■ Objective ■
Return every line of the data below verbatim, leaving out the pictures.

>> Start Working data

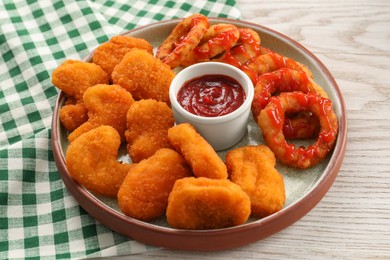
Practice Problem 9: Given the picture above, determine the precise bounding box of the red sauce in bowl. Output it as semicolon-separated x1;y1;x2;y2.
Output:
177;75;245;117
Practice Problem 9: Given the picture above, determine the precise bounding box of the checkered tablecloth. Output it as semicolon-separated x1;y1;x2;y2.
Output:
0;0;241;259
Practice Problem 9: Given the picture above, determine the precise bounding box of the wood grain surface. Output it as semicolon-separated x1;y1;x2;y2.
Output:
114;0;390;259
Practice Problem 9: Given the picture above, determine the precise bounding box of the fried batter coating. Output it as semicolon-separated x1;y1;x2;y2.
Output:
226;145;286;218
52;60;108;131
52;60;108;102
92;35;153;76
125;99;175;162
168;123;228;179
59;103;88;132
68;84;134;142
66;126;132;197
112;48;175;104
118;148;192;221
166;177;251;229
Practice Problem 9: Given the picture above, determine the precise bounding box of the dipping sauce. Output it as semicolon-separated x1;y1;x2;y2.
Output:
177;75;245;117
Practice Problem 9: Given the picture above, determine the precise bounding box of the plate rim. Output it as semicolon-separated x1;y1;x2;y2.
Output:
51;17;348;251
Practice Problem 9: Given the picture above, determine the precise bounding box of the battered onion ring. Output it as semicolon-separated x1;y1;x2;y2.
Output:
183;23;240;66
240;51;313;85
252;68;327;139
215;28;261;68
156;14;209;68
258;91;338;169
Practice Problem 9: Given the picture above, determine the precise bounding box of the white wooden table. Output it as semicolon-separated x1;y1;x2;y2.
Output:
116;0;390;260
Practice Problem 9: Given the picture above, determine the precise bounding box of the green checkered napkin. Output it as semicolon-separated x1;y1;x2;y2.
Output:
0;0;241;259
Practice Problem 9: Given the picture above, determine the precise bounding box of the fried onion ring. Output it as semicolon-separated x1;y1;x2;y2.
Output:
252;68;327;138
185;24;240;66
156;14;210;68
240;49;313;85
258;91;338;169
215;28;261;68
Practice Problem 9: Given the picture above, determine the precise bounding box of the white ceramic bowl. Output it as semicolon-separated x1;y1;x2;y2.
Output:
169;62;254;151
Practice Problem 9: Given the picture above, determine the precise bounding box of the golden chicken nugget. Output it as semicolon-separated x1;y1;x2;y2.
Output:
125;99;175;162
118;148;192;221
66;126;132;197
226;145;286;218
166;177;251;229
92;35;153;76
111;48;175;104
68;84;134;142
168;123;228;179
52;60;109;102
59;103;88;132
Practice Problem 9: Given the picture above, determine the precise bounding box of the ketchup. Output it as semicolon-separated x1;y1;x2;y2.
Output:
177;75;245;117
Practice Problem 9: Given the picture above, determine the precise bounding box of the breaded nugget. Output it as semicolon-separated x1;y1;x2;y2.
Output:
118;148;192;221
125;99;175;162
226;145;286;218
52;60;108;102
111;48;175;104
52;60;108;131
168;123;228;179
59;103;88;132
166;177;251;229
68;84;134;142
66;126;132;197
92;35;153;76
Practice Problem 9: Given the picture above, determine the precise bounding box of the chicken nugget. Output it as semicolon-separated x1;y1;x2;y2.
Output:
226;145;286;218
111;48;175;104
68;84;134;142
166;177;251;229
118;148;192;221
125;99;175;162
168;123;228;179
66;126;132;197
59;103;88;132
52;60;108;102
92;35;153;76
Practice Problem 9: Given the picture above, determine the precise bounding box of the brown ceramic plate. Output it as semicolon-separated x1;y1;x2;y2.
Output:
52;18;347;251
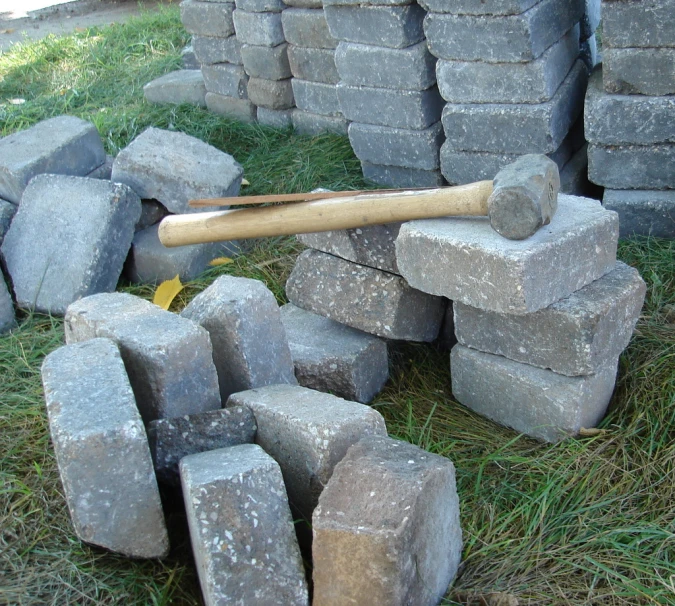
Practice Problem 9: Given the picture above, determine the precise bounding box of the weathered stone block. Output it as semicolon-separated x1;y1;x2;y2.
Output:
2;175;141;315
112;126;244;213
65;293;221;423
143;69;206;107
444;61;588;154
281;303;389;404
312;436;462;606
180;444;309;606
335;41;436;90
0;116;105;204
148;406;257;486
602;189;675;238
349;122;445;170
227;385;387;520
424;0;584;63
450;345;617;442
396;194;619;314
181;276;296;402
42;339;169;558
286;250;444;341
436;26;579;103
324;4;426;48
337;82;450;132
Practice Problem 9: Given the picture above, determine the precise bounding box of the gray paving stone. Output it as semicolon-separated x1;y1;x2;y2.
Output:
312;436;462;606
143;69;206;107
349;122;445;170
281;8;337;49
112;124;244;213
227;385;387;520
42;339;169;558
288;45;340;84
65;293;221;423
180;444;309;606
602;189;675;238
424;0;584;63
324;4;426;48
286;250;444;341
181;276;297;402
337;82;447;130
206;93;256;122
450;345;617;442
335;41;436;90
241;43;292;80
192;35;243;66
602;48;675;95
281;303;389;404
444;61;588;154
588;143;675;189
0;116;105;204
454;262;646;376
436;26;579;103
180;0;234;38
148;406;257;486
2;175;141;315
396;194;619;314
602;0;675;48
232;9;286;46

>> End Working data

■ Result for this task ■
Practice Problem 9: Given the picture above, determine the precise bounding box of the red sauce in bowl. Output it as semicolon-separated x1;y1;x2;y2.
Output:
177;75;245;117
Practice Problem 9: Given the picture above, determine the precise bounding box of the checkered tablecloth. Output it as semicolon-separated x1;y1;x2;y2.
Output:
0;0;241;259
Practice Problem 9: Given the picture above, determine the precise bounding box of the wood grain surface. Output it as semicolon-separated x1;y1;x2;y2.
Output:
114;0;390;259
Practice Problem 9: Given the picture above, determine the precise bounding box of the fried batter coating. Output it as semicolon-separated x1;y1;x2;y2.
Output:
226;145;286;218
52;60;108;131
52;60;108;102
92;35;153;76
125;99;175;162
168;123;228;179
59;103;88;132
68;84;134;142
66;126;132;197
112;48;175;104
118;148;192;221
166;177;251;229
Practice Problem 9: Given the picture above, determine the precise bounding box of the dipping sauce. Output it as semicolon-separated x1;y1;x2;y2.
Output:
177;75;245;117
Practice Problem 9: Given the picture above, determine the precise bounding box of the plate rim. Output it as semicolon-separated x1;y1;x2;y2.
Output:
51;17;348;251
Practice Problem 9: Given the picture above, determine the precise bounding box of the battered onion ring. Output it as semicolon-separated x1;y1;x2;y2.
Output:
183;23;240;66
240;51;313;85
252;68;327;139
215;28;261;68
156;14;209;68
258;91;338;169
Practice Problem 9: Given the picture above, determine the precise bounding box of the white wooden table. Output it as semicolon-separated x1;y1;x2;y2.
Output:
116;0;390;260
Practice Problem 9: Given the picture above, determine the precise bounding box of the green checkered napkin. Output it as semicolon-separated x1;y1;x2;y2.
Output:
0;0;241;259
Practice Problem 9: Given the picture above, determine the precise bounding box of the fried onion ring. Output it as semicolon-separated x1;y1;x2;y2.
Output:
252;68;327;138
185;24;240;66
156;14;210;68
240;49;313;85
258;91;338;169
215;28;261;68
Practice Problem 9: Given the picture above, determine the precise bounding box of the white ceramic bowl. Output it as semicolon-separated x1;y1;x2;y2.
Output:
169;62;254;151
Practice Problem 9: Given the picture above, determine the precise bounding box of the golden chicken nugget. Output it as semicolon-separated x1;y1;x2;y2.
Output:
125;99;175;162
118;148;192;221
66;126;132;197
226;145;286;218
166;177;251;229
92;35;153;76
111;48;175;104
68;84;134;142
168;123;228;179
52;60;109;102
59;103;88;132
Practice Problem 9: Given the picture above, determine the precise bounding box of the ketchup. Output it as semicolon-separated x1;y1;x2;y2.
Output:
177;75;245;117
Practice Problem 9: Given the picture above, determine the precise bounding box of the breaded nugget. Output it as semicolon-separated x1;y1;x2;y2.
Output:
118;148;192;221
125;99;175;162
226;145;286;218
52;60;108;102
111;48;175;104
52;60;108;131
168;123;228;179
59;103;88;132
166;177;251;229
68;84;134;142
66;126;132;197
92;35;153;76
Practice Problem 9: Given the picture above, determine the precise bounding box of the chicken nugget. Output it as semicolon-separated x1;y1;x2;y2.
Output:
226;145;286;218
111;48;175;104
68;84;134;142
166;177;251;229
118;148;192;221
125;99;175;162
168;123;228;179
66;126;132;197
59;103;88;132
52;60;108;102
92;35;153;76
Practice Problem 9: Given the picture above, determine the precise bounding box of the brown ceramic plate. Output it as semicolon-separated x1;y1;x2;y2.
Output:
52;18;347;251
Practice Problem 9: Given the picture above, determine the precise bounding box of the weathered stone block. Output it as semicolon-separated x1;y1;x2;y2.
Output:
2;175;141;315
112;126;244;213
65;293;221;423
143;69;206;107
444;61;588;154
281;303;389;404
312;436;462;606
180;444;309;606
335;41;436;90
0;116;105;204
148;406;257;486
602;189;675;238
349;122;445;170
227;385;387;520
424;0;584;63
450;345;617;442
396;194;619;314
181;276;296;402
42;339;169;558
286;250;444;341
436;26;579;103
324;4;426;48
337;82;450;132
Practice Problem 9: Given the picture above, determine the precise bounding box of the gray paving stone. Output it as semicolon-separated x1;y1;x2;y2.
Output:
312;436;462;606
143;69;206;107
349;122;445;170
281;8;337;49
112;124;244;213
227;385;387;520
42;339;169;558
288;45;340;84
65;293;221;423
180;444;309;606
602;189;675;238
424;0;584;63
324;4;426;48
286;250;444;341
181;276;297;402
337;82;447;130
206;93;256;122
450;345;617;442
335;41;436;90
241;43;292;80
192;35;243;66
602;48;675;95
281;303;389;404
444;61;588;154
588;143;675;189
0;116;105;204
454;262;646;376
436;26;579;103
180;0;234;38
148;406;257;486
2;175;141;315
396;194;619;314
602;0;675;48
232;9;286;46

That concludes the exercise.